* TEXT SECTION *
# # #

Once the eggs are laid, they are immediately fertilized by a male, after which the female covers the fertilized eggs with gravel. The total number of nests observed each year are used as a proxy for overall bull trout populations in the region.

In a news release, state bull trout specialist Tom Weaver noted the number of redds was lower than expected.

“In some streams our annual index sections were not accessible to fish due to debris jams, beaver dams or other flow-related conditions, resulting in lower-than-expected counts,” said Weaver.

One drainage where the population appeared to drop significantly was in the Kootenai River drainage below Libby Dam.

Biologists rely on 10-year averages to assess redd count trends, but the Kootenai drainage experienced a more than 50 percent drop in 2015 from its 10-year average, registering only two thirds of the lowest count recorded in the past 10 years.

Observers counted just 74 redds this fall, compared with a 199-redd average and a 10-year low of 113 redds. Counts in the past 10 years have inventoried as many as 379 of the spawning sites below the dam.

The agency attributed the drop in suitable spawning habitat — and the corresponding drop in redds — to extremely low stream flows resulting in partial and complete debris barriers, higher impacts from beaver dams and the loss of suitable gravel for the spawning sites.

# # #

* RECORDS PROVIDED *
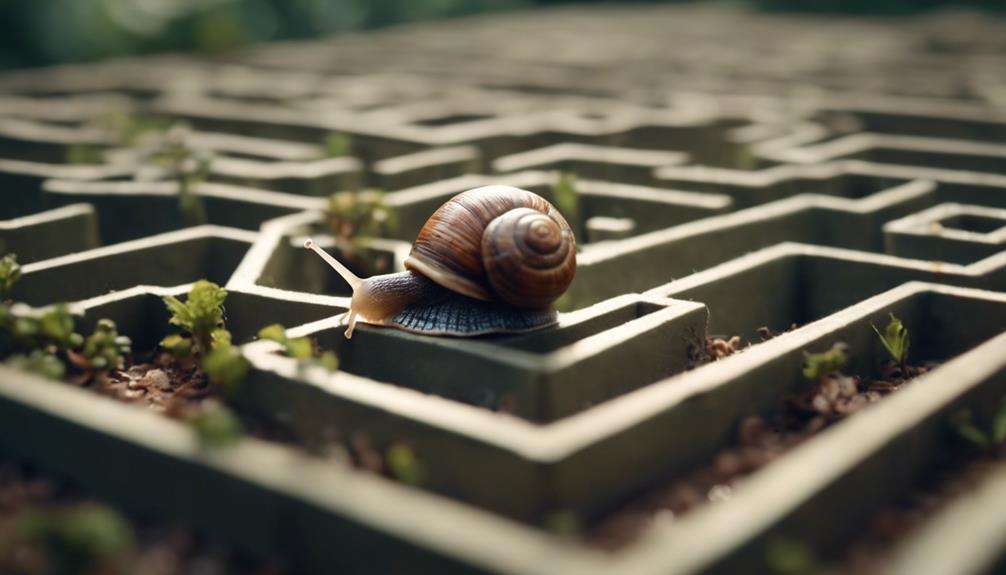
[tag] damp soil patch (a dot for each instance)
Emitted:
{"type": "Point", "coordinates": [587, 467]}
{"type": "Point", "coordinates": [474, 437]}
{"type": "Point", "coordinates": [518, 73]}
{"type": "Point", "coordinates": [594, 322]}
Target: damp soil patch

# # #

* ACTIVITY 1 *
In the bull trout text, list each number of redds given for the Kootenai River drainage below Libby Dam and say what it refers to.
* ACTIVITY 2 *
According to the bull trout text, what does the female do once the eggs have been fertilized?
* ACTIVITY 3 *
Continue the bull trout redd text from its final sentence.
The items have no connection to the bull trout text.

* RESPONSE AREA 1 *
- 74: the redds counted this fall
- 199: the 10-year average
- 113: the 10-year low
- 379: the most counted in the past 10 years

* RESPONSE AREA 2 *
She covers the fertilized eggs with gravel.

* RESPONSE AREA 3 *
It also noted that 2015 was the lowest count on record for the Keeler Creek Drainage, which the report noted is “likely influenced by an expanding northern pike population in Bull Lake.”

That portion of the Kootenai drainage includes the West Fisher, Quartz, Pipe and Bear Creek drainages

Above the dam, the bull trout population in the Lake Koocanusa drainage is the most robust in the region, and Canadian biologists helped to identify 2,272 redds, a 16 percent increase over the 10-year average.

The reservoir’s drainage includes the Grave Creek, Wigwam River, Skookumchuck River and White River drainages.

The state has been counting redds in the North and Middle Forks of the Flathead River for 36 years, and 2015 reflected a modest overall drop from the last 10 years’ average; from 474 to 404.

The North Fork’s drop from an 86-redd average to 50 was consistent with the past few years and did not include 20 spawning sites located below a beaver dam blockage in Big Creek.

The totals from the Middle Fork were more encouraging, with 132 redds representing a 16 percent increase over the 10-year average, and aligned with numbers recorded during the 1980s.

In the North and Middle forks, biologists count all 33 streams sections known to support bull trout spawning once every three to five years. This year’s partial count — representing about 45 percent of all spawning habitat — was extrapolated to an estimated total of 404 redds.

The South Fork drainage, one of the region’s strongholds for bull trout, also resulted in a slightly blow-average inventory of redds this year.

The Hungry Horse Reservoir drainage was well below average — 52 redds, compared with 95 — and the sample of wilderness spawning habitat resulted in a decrease from the average of 304 redds to 265.

Swan Lake’s bull trout population was similarly below average but stable. Observers counted 421 of the nests this fall, nearly identical to the 428 counted last year but down from the 10-year average of 494.

The agency’s news release noted that the Swan Lake population appears to have recently stabilized at this slightly lower level, and believe it is likely the result of lake trout competition and predation, as well as by-catch of bull trout during lake trout suppression efforts.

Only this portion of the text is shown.